#### What this exercise asks
a) In the inspection report, what is the number of the licensee procedure titled Maintenance Scheduling?
b) Copy the stretch of the inspection report from "The inspectors verified that the periodic evaluation reviewed" through "in the Attachment." word for word.

#### Text provided
##############################
No findings were identified.

1R12 Maintenance Effectiveness

a. Inspection Scope

The inspectors evaluated the equipment issue described in the CR listed below to verify the licensees effectiveness with the corresponding preventive or corrective maintenance associated with structures, systems, and components (SSCs) to evaluate the effectiveness of the licensees handling of equipment performance problems and to verify the licensees maintenance efforts met the requirements of 10 CFR 50.65 (the Maintenance Rule) and licensee procedure 50028-C, Engineering Maintenance Rule Implementation. The inspectors also reviewed the safety-significant system to verify that the licensees maintenance efforts met the requirements of 10 CFR 50.65 (the Maintenance Rule) and licensee procedure 50028-C, Engineering Maintenance Rule Implementation. The reviews included adequacy of the licensees failure characterization, establishment of performance criteria or 50.65(a)(1) performance goals, and adequacy of corrective actions. Other documents reviewed during these inspections included control room logs, system health reports, the maintenance rule database, and maintenance work orders. Also, the inspectors interviewed system engineers and the maintenance rule coordinator to assess the accuracy of identified performance deficiencies and extent of condition.

C 366415, system 1821-2, Safety Features Sequencer System return to (a)(2)

The inspectors also reviewed the maintenance rule (a)(3) periodic evaluation. The inspectors verified that the periodic evaluation had been completed within the time constraints of the maintenance rule, and verified that the licensee had reviewed its (a)(1)goals, (a)(2) performance criteria, performance monitoring, preventive maintenance activities, and the effectiveness of corrective actions. The inspectors also verified that the licensee had taken industry operating experience into account where practicable.

The inspectors verified that the periodic evaluation reviewed system performance to determine if the balance between system availability and reliability was being optimized.

The inspectors followed up with the Vogtle Maintenance Rule Coordinator to verify that the various recommendations from the periodic evaluation were fully implemented at the site. Documents reviewed are listed in the Attachment.

b. Findings

No findings were identified.

1R13 Maintenance Risk Assessments and Emergent Work Evaluation

a. Inspection Scope

The inspectors reviewed the following five work activities to verify plant risk was properly assessed by the licensee prior to conducting the activities. The inspectors reviewed risk assessments and risk management controls implemented for these activities to verify they were completed in accordance with procedure 00354-C, Maintenance Scheduling, and 10 CFR 50.65(a)(4). The inspectors also reviewed the CR database to verify that maintenance risk assessment problems were being identified at the appropriate level, entered into the corrective action program, and appropriately resolved.

C Week of 10/29: Unit 2B motor driven AFW mini-flow troubleshooting concurrent with high-risk work being performed in the high voltage switchyard C Week of 11/21: Operability testing on the 1A EDG concurrent with high-risk work being performed in the high voltage switchyard C Week of 11/28: Maintenance outage on the Unit 2 train A NSCW tower fan #2 concurrent with high-risk work being performed in the high voltage switchyard C Week of 12/3: Unit 1B CS system surveillance testing concurrent with high-risk work being performed in the high voltage switchyard C Unit 2 NSCW maintenance outage concurrent with 2B EDG out of service (OOS) due to load failure

b. Findings

No findings were identified.
##############################
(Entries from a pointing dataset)
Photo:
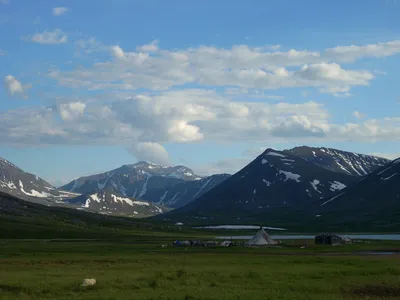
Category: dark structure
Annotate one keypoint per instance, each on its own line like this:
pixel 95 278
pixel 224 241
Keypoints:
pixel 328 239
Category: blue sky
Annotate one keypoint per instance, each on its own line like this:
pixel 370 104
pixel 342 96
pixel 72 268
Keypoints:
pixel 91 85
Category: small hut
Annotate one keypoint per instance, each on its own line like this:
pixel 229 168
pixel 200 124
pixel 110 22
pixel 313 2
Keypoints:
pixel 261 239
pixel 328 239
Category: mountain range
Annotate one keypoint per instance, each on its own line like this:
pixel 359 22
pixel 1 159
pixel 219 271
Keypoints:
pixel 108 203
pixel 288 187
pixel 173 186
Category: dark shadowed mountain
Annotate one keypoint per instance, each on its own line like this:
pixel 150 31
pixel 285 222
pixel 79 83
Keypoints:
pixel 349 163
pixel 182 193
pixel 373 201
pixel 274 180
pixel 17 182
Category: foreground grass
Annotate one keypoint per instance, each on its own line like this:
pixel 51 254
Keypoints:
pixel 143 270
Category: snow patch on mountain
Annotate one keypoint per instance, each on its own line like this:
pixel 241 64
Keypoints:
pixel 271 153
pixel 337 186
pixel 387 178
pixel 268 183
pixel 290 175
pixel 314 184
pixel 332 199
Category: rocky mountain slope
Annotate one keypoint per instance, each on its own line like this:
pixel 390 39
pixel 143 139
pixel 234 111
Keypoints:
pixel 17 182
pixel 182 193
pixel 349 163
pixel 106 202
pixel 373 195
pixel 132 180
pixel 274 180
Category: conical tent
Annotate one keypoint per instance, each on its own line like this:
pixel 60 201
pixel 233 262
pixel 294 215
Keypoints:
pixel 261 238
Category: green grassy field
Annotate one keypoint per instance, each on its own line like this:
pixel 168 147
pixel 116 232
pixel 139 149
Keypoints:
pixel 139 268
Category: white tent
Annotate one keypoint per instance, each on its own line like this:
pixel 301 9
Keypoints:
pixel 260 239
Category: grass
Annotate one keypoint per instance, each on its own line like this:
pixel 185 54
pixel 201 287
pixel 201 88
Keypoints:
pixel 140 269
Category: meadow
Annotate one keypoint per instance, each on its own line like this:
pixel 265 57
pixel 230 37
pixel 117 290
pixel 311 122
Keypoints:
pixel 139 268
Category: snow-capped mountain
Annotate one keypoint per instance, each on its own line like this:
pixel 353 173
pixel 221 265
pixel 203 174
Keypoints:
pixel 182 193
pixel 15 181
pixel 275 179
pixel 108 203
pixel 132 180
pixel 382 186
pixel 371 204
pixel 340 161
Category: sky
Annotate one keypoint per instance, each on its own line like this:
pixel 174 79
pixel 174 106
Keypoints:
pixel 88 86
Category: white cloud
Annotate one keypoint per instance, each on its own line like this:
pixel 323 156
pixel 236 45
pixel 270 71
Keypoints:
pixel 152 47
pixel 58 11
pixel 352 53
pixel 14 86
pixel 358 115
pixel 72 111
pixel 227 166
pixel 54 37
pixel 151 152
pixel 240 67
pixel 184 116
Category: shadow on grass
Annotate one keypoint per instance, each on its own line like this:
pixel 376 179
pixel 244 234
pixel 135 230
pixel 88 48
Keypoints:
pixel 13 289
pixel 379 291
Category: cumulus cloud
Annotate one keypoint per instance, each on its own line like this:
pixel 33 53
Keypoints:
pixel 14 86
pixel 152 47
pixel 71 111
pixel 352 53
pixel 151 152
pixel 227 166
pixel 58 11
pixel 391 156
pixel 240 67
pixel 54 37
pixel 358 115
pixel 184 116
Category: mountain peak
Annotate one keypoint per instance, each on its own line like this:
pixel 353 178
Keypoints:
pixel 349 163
##############################
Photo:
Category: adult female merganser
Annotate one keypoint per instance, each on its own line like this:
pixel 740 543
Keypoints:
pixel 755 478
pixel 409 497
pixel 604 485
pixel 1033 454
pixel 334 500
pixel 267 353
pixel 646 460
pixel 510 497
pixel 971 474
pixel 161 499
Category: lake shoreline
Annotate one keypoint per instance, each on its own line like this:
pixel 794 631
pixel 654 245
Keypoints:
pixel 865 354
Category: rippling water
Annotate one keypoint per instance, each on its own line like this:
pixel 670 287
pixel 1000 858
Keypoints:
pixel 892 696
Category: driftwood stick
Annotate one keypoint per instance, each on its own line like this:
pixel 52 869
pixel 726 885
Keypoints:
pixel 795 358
##############################
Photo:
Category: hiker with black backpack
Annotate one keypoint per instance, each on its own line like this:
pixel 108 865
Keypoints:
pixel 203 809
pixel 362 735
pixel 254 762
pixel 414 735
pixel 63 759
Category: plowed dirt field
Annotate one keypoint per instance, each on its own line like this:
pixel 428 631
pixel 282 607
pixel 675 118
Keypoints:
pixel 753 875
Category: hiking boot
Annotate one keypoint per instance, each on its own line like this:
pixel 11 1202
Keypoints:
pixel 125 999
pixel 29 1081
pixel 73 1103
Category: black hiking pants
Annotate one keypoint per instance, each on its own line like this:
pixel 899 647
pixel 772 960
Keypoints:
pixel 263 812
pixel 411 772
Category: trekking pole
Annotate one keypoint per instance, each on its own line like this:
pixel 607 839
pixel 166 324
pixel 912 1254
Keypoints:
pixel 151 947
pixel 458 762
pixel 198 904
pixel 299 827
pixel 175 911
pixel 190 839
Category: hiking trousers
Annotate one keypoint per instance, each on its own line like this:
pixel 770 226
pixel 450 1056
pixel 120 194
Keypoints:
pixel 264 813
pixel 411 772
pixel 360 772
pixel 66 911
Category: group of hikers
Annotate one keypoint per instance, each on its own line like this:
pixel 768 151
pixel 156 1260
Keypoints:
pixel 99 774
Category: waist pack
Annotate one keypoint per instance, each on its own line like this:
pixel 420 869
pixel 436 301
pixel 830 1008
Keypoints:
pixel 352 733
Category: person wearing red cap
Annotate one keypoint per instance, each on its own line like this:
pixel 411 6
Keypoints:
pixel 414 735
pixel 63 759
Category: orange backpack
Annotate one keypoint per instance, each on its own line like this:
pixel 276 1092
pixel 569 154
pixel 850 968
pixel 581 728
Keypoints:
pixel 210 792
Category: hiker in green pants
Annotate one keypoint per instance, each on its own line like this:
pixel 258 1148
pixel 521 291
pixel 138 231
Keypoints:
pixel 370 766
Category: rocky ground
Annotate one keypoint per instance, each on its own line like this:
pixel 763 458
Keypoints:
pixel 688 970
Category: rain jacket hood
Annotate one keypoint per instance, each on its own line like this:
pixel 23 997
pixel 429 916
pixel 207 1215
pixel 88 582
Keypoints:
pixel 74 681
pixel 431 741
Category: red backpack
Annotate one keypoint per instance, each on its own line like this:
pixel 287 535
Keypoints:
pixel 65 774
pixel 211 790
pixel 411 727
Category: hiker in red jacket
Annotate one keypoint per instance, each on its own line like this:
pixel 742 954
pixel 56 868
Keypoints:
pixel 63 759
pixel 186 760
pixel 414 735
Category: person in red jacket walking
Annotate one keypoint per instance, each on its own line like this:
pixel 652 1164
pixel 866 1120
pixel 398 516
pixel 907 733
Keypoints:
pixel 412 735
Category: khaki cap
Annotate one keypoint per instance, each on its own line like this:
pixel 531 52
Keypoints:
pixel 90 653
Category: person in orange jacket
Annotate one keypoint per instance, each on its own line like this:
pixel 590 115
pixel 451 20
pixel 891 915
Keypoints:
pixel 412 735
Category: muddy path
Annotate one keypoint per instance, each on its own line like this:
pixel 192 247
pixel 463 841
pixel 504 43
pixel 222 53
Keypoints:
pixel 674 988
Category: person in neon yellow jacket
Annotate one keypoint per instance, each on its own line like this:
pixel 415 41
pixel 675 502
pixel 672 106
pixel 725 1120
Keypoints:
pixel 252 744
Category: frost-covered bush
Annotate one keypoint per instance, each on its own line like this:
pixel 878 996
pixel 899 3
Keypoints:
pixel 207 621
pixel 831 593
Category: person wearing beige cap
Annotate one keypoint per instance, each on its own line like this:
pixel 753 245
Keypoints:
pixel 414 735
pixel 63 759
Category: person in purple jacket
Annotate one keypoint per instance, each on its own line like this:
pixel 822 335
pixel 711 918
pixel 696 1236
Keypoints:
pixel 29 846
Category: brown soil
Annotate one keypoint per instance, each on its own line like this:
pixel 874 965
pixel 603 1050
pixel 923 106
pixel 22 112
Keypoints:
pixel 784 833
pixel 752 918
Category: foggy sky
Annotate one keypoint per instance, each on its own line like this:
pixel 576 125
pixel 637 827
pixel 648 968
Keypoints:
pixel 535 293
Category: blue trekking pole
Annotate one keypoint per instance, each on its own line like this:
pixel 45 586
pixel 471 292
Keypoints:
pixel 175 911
##############################
#### Task responses
a) 00354-C

b)
The inspectors verified that the periodic evaluation reviewed system performance to determine if the balance between system availability and reliability was being optimized.

The inspectors followed up with the Vogtle Maintenance Rule Coordinator to verify that the various recommendations from the periodic evaluation were fully implemented at the site. Documents reviewed are listed in the Attachment.